● Available records:

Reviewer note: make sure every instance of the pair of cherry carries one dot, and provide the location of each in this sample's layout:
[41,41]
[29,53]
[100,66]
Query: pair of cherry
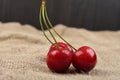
[61,55]
[59,58]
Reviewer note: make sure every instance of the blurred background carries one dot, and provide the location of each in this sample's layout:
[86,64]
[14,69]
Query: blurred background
[89,14]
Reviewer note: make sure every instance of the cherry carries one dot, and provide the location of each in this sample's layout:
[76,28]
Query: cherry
[84,59]
[59,59]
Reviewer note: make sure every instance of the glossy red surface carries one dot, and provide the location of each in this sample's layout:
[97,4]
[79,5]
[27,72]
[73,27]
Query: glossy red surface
[84,59]
[59,59]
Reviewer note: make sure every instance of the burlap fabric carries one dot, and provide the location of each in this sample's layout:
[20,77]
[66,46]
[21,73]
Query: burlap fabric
[23,50]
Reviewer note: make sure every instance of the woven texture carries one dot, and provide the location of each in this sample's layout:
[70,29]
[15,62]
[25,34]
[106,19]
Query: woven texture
[23,51]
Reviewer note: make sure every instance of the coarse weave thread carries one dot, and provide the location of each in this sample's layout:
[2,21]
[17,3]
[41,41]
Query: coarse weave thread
[23,51]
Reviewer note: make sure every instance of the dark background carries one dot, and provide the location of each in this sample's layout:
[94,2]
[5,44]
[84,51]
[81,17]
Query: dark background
[89,14]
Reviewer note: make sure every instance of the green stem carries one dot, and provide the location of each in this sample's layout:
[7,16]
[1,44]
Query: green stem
[43,16]
[40,19]
[56,31]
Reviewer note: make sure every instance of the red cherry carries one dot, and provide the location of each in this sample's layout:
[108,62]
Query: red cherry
[59,59]
[84,59]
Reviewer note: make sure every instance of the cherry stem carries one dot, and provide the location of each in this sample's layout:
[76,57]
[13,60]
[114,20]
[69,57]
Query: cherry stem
[46,16]
[40,19]
[43,16]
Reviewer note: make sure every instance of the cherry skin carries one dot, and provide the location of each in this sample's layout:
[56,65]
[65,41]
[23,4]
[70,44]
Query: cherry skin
[59,59]
[84,59]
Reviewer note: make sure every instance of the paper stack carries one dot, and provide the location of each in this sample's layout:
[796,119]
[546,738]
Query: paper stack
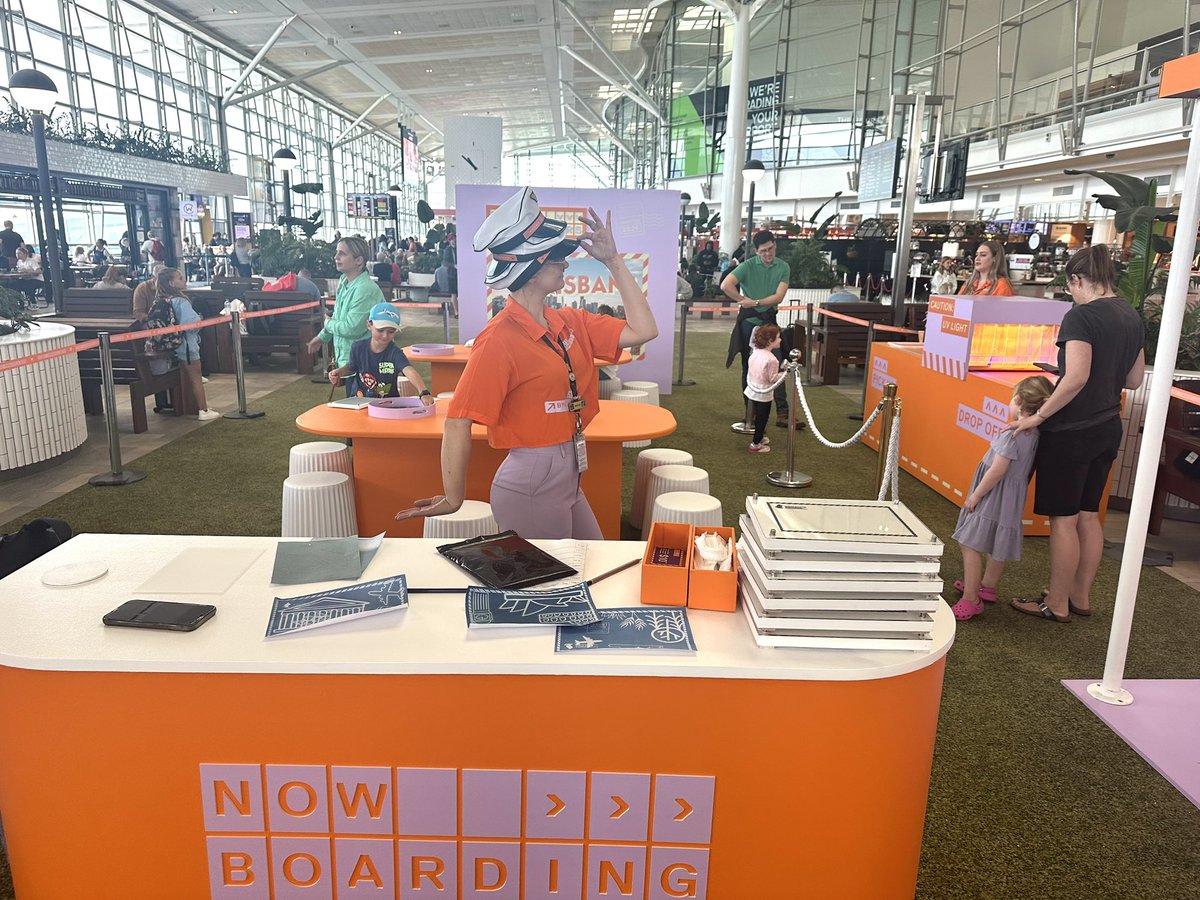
[838,574]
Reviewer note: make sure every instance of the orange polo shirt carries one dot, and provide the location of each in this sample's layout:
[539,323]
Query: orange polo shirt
[517,387]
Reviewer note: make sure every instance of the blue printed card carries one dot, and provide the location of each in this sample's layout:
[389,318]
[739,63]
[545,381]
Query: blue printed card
[325,607]
[495,607]
[635,628]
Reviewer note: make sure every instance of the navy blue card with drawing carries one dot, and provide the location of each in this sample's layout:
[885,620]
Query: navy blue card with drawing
[635,628]
[492,607]
[300,613]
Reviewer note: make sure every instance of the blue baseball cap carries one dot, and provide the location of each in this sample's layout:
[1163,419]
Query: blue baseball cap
[383,316]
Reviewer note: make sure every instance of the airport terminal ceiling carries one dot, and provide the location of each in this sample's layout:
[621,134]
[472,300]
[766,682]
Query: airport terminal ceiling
[447,58]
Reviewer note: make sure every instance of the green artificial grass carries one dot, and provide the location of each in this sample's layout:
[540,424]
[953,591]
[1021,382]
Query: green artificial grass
[1031,796]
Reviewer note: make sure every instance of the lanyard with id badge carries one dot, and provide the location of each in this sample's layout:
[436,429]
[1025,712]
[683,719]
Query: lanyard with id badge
[575,406]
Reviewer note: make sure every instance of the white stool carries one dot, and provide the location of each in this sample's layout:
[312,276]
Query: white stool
[697,509]
[665,479]
[633,397]
[318,504]
[471,520]
[647,461]
[609,387]
[319,456]
[651,388]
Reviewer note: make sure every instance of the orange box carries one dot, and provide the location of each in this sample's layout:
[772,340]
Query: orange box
[708,589]
[666,585]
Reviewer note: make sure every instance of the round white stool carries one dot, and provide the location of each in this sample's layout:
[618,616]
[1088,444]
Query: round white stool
[609,387]
[471,520]
[319,456]
[318,504]
[651,388]
[648,461]
[633,397]
[697,509]
[665,479]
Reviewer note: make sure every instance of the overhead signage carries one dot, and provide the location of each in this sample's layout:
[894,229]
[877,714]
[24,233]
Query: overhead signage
[877,172]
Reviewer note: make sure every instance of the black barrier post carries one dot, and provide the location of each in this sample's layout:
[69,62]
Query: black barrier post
[322,349]
[681,382]
[867,370]
[791,478]
[808,347]
[240,412]
[118,474]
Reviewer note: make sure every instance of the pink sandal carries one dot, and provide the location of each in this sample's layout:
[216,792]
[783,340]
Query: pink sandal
[966,610]
[987,594]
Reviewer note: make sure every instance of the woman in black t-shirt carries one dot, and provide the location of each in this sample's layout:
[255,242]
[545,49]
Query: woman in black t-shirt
[1101,353]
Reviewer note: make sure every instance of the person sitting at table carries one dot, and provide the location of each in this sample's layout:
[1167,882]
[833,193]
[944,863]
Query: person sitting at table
[113,280]
[357,295]
[531,378]
[989,276]
[376,361]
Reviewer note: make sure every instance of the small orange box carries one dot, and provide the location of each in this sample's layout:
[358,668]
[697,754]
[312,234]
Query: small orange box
[1181,77]
[666,585]
[708,589]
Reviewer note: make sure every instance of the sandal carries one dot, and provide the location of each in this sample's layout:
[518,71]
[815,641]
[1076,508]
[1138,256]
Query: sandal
[987,594]
[1038,609]
[966,610]
[1071,605]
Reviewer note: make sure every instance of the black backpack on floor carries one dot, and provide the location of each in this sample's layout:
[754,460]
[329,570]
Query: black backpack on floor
[36,538]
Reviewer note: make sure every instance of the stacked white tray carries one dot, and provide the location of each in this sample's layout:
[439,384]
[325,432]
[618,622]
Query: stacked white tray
[838,574]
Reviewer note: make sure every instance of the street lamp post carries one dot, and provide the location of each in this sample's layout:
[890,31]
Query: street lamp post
[753,173]
[35,91]
[285,161]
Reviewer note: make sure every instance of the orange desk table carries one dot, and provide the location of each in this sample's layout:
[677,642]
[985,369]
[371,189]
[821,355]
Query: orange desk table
[397,461]
[144,765]
[946,424]
[447,370]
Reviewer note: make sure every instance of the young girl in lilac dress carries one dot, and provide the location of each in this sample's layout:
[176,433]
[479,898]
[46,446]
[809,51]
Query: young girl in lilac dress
[990,522]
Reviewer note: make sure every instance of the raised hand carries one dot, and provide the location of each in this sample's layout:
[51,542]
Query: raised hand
[598,240]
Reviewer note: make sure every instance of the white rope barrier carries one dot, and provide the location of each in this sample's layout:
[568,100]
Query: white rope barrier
[808,414]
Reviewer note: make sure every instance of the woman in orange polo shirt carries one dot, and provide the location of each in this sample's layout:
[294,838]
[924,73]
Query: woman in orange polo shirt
[990,273]
[531,377]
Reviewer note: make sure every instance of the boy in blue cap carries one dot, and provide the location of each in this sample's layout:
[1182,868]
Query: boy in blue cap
[376,361]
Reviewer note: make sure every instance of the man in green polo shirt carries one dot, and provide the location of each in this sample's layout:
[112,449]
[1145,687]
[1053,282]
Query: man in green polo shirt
[757,286]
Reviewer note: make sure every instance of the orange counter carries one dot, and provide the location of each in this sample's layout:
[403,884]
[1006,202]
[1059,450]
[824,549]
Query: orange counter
[397,461]
[946,424]
[445,371]
[400,757]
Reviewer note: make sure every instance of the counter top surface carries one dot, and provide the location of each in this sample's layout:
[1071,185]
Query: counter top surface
[60,628]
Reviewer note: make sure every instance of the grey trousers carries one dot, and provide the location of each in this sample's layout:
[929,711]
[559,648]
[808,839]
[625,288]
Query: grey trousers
[537,493]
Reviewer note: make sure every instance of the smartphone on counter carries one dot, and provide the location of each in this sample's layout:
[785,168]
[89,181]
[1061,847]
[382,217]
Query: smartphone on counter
[161,615]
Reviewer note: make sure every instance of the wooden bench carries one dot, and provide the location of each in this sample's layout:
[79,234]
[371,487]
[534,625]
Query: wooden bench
[99,303]
[286,333]
[131,366]
[844,343]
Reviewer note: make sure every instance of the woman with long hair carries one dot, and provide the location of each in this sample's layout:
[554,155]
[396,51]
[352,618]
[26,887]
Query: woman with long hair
[531,378]
[168,288]
[990,273]
[1101,353]
[357,293]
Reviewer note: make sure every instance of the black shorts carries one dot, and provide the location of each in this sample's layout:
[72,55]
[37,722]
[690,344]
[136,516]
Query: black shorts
[1073,468]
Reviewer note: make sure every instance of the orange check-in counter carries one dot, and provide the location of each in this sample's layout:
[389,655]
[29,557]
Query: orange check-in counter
[447,369]
[402,757]
[397,461]
[947,424]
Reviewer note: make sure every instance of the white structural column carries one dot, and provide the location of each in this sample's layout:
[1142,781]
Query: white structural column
[1174,305]
[738,12]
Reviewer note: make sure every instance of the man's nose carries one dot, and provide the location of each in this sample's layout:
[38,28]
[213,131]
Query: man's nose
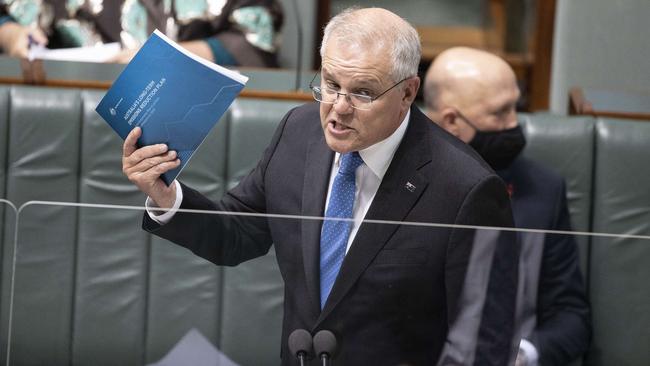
[342,104]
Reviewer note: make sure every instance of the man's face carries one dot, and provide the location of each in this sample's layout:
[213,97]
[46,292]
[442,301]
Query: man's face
[495,111]
[360,70]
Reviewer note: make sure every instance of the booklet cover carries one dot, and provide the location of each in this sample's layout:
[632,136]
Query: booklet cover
[175,96]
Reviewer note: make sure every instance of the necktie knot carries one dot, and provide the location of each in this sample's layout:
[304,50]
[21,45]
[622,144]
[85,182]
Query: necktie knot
[350,162]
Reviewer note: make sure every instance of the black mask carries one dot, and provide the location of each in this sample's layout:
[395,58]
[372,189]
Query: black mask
[499,148]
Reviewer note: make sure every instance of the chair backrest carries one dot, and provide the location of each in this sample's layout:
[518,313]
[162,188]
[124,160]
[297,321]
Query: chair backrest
[566,146]
[619,269]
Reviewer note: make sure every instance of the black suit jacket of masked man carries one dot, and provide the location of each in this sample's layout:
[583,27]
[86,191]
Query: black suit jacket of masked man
[400,287]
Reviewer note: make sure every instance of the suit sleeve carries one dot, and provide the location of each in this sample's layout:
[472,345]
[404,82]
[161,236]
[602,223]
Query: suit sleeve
[563,320]
[481,280]
[234,234]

● Written instruction:
Convert the entries into a JSON list of strings, one string per line and no blank lines, starting at the line that contains "Reviewer note: make sure every instance of the necktie" and ending at the final line of the entries.

● Response to this task:
[
  "Reviewer note: make sure every instance of the necktie knot carries one dot, and provide the location of each in this sample's layout:",
  "[304,50]",
  "[21,45]",
  "[622,144]",
  "[85,182]",
  "Query: necktie knot",
  "[350,162]",
  "Reviewer note: make sure every instance of the black mask carries one dot, and provide the location of each in this sample's layout:",
  "[395,58]",
  "[372,189]",
  "Query: black mask",
  "[499,148]",
  "Reviewer note: make sure every instance of the chair backrest carries one dot, and provide the location of each in this sample's layout:",
  "[518,313]",
  "[162,188]",
  "[124,160]",
  "[297,321]",
  "Query: chair backrest",
  "[566,146]",
  "[619,269]",
  "Reviewer note: make sure every instance of the black suit jacket of masked man carries one dot, and provide the location of each in this sample's layout:",
  "[583,27]",
  "[86,191]",
  "Query: black suit jacket of masked man",
  "[400,287]",
  "Reviewer note: make sure every instance of the suit sleeve carries one dot, and provide the location of each in this sample's layout:",
  "[472,345]",
  "[404,82]",
  "[161,236]",
  "[602,223]",
  "Query: suit sleeve",
  "[563,320]",
  "[481,280]",
  "[234,234]"
]